§ **Task directions**: Find every line in the records below that contains the word "floor", and copy each of those lines in full.

>> Start Dataset

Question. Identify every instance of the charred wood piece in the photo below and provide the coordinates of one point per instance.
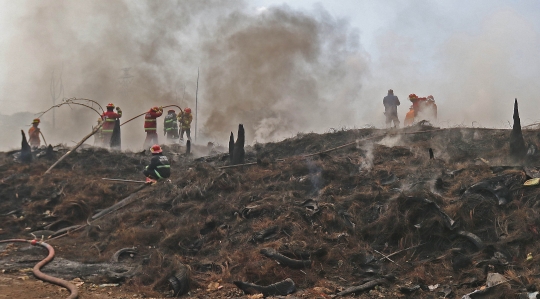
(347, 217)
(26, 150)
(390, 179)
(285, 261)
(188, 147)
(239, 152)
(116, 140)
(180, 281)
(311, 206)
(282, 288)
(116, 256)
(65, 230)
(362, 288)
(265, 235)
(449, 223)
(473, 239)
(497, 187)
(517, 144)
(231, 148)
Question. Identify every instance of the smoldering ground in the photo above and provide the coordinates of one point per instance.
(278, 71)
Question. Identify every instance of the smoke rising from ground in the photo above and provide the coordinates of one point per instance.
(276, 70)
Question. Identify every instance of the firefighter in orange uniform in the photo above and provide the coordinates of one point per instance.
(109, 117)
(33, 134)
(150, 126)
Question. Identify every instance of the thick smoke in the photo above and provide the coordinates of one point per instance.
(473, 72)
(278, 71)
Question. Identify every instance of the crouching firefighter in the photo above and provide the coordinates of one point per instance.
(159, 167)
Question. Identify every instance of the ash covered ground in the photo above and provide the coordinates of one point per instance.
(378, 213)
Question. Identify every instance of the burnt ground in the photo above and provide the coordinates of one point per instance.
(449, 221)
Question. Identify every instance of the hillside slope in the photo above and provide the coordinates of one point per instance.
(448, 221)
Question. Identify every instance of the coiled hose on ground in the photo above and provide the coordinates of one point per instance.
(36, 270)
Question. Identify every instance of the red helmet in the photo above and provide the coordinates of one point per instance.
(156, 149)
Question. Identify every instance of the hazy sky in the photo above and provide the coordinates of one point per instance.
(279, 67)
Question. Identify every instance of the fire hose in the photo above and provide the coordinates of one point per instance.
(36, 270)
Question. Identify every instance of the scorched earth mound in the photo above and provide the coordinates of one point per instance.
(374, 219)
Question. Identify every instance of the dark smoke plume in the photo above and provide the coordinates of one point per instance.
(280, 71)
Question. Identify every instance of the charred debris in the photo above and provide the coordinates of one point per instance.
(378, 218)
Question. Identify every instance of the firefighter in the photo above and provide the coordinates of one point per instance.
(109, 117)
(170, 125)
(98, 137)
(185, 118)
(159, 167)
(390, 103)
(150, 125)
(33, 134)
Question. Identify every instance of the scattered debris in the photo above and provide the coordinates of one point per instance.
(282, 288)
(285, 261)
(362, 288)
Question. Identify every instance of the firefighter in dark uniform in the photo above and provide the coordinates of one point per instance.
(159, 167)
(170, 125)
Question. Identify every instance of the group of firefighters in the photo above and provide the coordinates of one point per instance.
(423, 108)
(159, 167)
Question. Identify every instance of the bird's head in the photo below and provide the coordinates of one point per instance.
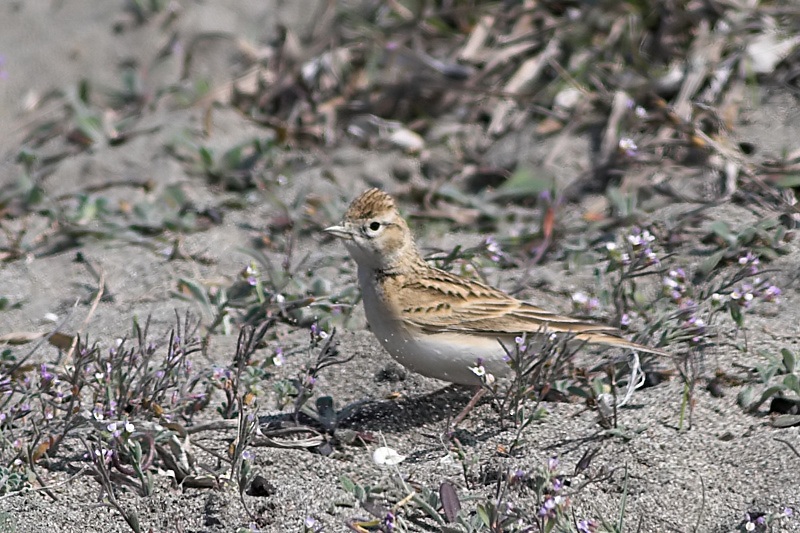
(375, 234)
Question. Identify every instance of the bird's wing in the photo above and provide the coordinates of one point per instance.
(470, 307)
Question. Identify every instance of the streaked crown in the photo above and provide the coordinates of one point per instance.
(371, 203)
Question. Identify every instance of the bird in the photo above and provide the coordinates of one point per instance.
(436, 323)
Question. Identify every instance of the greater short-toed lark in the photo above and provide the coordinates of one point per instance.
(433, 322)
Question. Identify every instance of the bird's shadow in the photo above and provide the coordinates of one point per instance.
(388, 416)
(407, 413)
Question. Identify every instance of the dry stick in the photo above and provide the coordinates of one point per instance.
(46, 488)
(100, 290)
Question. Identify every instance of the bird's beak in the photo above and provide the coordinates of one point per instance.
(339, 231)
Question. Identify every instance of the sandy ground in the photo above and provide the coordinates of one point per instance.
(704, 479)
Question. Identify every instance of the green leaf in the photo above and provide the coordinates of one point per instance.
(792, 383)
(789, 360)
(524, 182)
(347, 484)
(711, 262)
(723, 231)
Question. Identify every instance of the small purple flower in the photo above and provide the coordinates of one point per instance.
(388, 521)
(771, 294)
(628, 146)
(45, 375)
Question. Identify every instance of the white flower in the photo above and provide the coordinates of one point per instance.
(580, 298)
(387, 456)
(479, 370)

>> End Dataset
>> Start Dataset

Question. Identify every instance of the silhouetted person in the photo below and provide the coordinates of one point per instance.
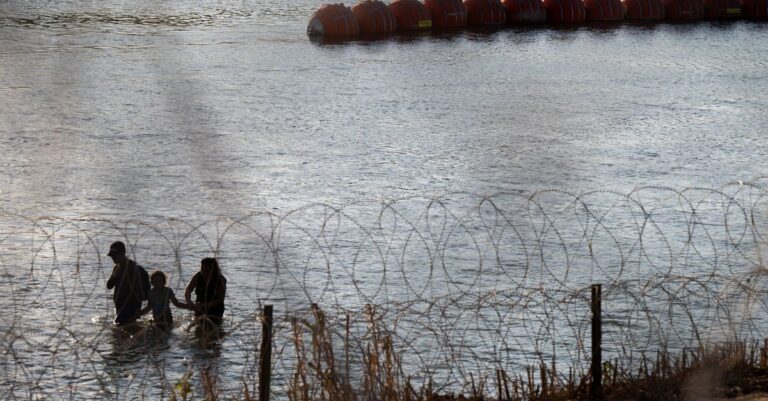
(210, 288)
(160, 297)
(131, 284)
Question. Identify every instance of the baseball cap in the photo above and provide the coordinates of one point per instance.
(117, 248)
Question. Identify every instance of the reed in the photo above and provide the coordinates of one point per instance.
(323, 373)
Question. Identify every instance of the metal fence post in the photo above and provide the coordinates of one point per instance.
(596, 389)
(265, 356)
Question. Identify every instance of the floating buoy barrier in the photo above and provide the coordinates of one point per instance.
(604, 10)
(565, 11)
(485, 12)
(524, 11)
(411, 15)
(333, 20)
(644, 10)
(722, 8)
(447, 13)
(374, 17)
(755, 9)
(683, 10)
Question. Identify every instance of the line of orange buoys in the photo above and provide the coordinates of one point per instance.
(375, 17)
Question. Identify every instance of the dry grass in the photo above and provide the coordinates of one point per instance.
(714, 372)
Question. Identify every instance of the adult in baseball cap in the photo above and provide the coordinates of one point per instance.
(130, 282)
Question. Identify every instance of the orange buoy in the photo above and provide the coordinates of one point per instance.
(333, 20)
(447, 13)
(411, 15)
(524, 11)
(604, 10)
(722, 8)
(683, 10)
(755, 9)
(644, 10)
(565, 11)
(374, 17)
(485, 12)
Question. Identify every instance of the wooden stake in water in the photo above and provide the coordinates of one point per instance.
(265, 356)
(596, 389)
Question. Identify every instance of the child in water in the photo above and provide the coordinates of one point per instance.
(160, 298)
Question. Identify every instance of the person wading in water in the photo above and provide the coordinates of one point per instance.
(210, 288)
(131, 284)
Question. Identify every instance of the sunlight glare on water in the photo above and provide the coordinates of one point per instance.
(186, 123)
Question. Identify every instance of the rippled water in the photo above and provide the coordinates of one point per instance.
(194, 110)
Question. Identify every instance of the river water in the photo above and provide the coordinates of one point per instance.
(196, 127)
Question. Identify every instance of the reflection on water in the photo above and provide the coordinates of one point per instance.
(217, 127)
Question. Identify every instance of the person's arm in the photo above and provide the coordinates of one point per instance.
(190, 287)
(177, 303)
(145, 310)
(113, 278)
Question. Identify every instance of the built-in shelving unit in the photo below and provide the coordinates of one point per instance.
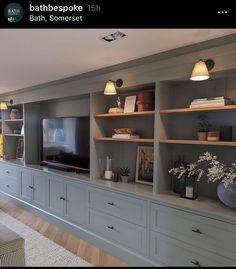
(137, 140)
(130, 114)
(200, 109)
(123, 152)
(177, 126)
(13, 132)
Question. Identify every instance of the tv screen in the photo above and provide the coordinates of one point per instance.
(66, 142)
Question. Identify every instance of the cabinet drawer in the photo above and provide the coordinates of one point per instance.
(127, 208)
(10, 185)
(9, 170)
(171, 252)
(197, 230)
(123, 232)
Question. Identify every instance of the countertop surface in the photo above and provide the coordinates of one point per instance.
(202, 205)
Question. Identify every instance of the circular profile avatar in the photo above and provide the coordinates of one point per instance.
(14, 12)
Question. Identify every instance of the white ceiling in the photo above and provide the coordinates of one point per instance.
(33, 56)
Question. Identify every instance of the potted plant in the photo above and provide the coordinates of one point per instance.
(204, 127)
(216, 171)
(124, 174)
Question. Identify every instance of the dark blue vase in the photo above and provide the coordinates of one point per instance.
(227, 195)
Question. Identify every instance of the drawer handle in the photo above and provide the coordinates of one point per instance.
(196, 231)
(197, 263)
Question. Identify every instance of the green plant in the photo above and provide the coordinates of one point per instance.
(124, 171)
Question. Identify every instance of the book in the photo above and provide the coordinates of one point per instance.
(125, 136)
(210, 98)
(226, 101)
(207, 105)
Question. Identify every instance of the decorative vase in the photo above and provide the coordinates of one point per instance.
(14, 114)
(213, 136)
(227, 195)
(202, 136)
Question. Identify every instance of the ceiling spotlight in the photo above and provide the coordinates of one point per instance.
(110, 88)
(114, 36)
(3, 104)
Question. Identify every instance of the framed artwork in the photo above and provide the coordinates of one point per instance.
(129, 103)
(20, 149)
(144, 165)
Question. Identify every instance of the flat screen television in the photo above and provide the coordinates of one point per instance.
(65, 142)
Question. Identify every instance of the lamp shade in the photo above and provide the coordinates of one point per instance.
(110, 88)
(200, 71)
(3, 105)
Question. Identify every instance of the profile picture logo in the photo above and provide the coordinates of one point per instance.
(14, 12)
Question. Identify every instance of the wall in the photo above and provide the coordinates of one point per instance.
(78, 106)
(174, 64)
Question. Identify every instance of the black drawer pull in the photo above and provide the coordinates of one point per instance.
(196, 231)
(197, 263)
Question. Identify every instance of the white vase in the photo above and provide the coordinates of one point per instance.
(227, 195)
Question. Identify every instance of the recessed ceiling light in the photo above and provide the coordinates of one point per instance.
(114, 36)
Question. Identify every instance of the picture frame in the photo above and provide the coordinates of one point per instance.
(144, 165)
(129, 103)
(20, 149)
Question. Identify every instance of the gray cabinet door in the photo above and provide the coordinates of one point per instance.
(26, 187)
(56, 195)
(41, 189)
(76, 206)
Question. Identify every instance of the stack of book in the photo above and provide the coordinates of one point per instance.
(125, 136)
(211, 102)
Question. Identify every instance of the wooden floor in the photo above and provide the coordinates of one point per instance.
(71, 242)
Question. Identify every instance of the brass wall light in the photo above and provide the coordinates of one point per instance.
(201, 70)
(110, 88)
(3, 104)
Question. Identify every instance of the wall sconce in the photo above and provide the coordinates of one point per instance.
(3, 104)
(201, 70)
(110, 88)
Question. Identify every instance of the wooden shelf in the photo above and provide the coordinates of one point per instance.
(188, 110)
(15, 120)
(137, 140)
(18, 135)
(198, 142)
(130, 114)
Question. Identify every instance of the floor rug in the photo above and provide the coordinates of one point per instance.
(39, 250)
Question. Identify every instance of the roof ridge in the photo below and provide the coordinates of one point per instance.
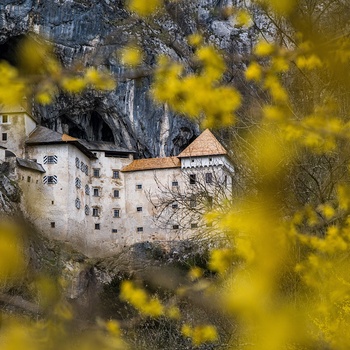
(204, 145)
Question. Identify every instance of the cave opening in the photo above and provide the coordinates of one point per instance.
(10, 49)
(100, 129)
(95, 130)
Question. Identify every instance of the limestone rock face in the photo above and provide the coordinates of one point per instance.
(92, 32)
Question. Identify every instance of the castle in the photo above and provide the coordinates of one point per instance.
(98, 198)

>> End Dataset

§ **Full response**:
Question. Identify every instance of the wooden floor in the photo above and provide the coordinates of one point per instance.
Question. Identify every instance of the floor rug in the photo above and provide the coordinates of one point per instance.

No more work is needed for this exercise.